-- The problem --
Write the data out again, exactly as given.

### Extracted material ###

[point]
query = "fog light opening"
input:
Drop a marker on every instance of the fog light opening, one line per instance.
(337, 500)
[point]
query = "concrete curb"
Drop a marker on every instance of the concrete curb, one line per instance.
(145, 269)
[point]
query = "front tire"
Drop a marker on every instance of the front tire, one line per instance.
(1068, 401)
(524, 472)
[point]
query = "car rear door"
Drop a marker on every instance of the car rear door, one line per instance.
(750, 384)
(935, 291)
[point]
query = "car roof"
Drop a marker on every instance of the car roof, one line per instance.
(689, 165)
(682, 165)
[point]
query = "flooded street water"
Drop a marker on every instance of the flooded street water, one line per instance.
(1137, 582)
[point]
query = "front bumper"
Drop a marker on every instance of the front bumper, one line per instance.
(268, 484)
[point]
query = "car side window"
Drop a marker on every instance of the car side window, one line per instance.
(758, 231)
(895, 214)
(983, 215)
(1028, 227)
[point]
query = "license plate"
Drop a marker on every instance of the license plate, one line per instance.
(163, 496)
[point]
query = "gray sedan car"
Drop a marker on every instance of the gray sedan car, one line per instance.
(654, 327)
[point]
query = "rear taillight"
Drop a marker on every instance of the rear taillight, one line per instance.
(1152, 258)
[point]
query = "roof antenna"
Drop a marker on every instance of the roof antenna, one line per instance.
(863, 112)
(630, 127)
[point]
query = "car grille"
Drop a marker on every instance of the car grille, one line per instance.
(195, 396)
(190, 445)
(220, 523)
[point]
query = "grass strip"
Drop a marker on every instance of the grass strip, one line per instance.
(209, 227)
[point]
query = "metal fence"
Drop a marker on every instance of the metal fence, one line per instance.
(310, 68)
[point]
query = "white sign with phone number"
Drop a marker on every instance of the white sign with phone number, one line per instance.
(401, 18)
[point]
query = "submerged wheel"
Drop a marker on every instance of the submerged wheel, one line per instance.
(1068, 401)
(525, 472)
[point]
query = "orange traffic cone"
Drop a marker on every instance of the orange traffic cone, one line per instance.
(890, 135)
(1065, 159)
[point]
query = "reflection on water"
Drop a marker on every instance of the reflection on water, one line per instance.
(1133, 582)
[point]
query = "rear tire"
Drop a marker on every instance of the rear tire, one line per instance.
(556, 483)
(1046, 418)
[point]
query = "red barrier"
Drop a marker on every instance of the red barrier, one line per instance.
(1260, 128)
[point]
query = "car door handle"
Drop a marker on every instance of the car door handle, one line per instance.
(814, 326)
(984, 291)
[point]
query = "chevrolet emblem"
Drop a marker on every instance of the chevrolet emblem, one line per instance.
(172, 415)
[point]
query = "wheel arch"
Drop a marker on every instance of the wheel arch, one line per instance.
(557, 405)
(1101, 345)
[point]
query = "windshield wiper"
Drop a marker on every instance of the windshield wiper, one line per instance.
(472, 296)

###

-- Exercise output --
[point]
query = "fog light opening"
input:
Drop a marker on every instance of the fog light opening, one line per instance.
(337, 500)
[point]
query = "concrete curb"
Drop a marker on every instance of the concrete curb, one line per instance.
(145, 269)
[point]
query = "front tire"
Drop a marker on every instance of the front tire, one line per instance.
(1068, 401)
(524, 472)
[point]
query = "car rear door"
Drop a marker on every instance of the car rear door, one line per instance.
(750, 384)
(935, 291)
[point]
query = "car roof"
Drop a marker on every instance of the car roof, one line per instance.
(689, 165)
(682, 165)
[point]
query = "flooded street water"
Drop a marker on every instance of the flooded street water, one line per instance.
(1137, 582)
[point]
query = "front bumper"
Drop a marker on every instance of the front bumper, one line per instance.
(268, 484)
[point]
query = "car side window"
Drop a marker on every instance of the car side window, one line per instance.
(758, 231)
(895, 214)
(983, 215)
(1028, 227)
[point]
query = "license plate"
Drop a marker on every instance of the license plate, one line per instance.
(163, 496)
[point]
query = "gray sedan car"
Drop a marker on every instance of the gray sedan car, one line per instance.
(654, 327)
[point]
query = "rear taillight"
Drop a marker on every instance of the rear taillight, one line per instance.
(1152, 258)
[point]
query = "roof antenna"
Drop a marker on every instance of the roof antenna, one line per instance.
(863, 112)
(630, 127)
[point]
query = "car grille"
Drop a marker on every instance of the car grille, one line per instance.
(195, 396)
(190, 445)
(220, 523)
[point]
query = "grass strip"
Drop a marker on every instance of the grass strip, one line per instance.
(209, 227)
[point]
query = "metal fence"
Drop a marker on every instance of the metal fence, one line per instance.
(310, 68)
[point]
query = "white sign with phone number"
Drop a marker on every instance of the white sign with phone number, one line per instance.
(401, 18)
[point]
query = "submerged wheel"
Drop a marker on every instance of the submerged wheel, one line per instance.
(1068, 401)
(525, 472)
[point]
query = "orange traffic cone"
Drop a marker on every instance of the orange traffic cone, one line per instance.
(890, 135)
(1065, 159)
[point]
query = "reflection on water"
Drop a marker on every instance of the reflection on water, one line per instance.
(1133, 582)
[point]
query = "rear tire"
Drop a marker on every instance of the rear tire, one line per instance.
(556, 483)
(1046, 418)
[point]
query = "red barrier"
Drop a marker on every instance of the red barrier, one line per instance.
(1260, 128)
[point]
query = "car door handle"
Drop a marker on every instance of the car door handle, one line per instance.
(814, 326)
(984, 291)
[point]
query = "chevrolet emblem"
Drop a marker on every instance of the chevrolet emblem, one line per instance.
(172, 415)
[point]
query = "wheel arch"
Drop a marker on every instance of the wheel arch, one line per instance.
(557, 405)
(1101, 345)
[point]
query = "windshield wiper"
Drop a marker on every instance of the windshield wiper, one line per instance.
(472, 296)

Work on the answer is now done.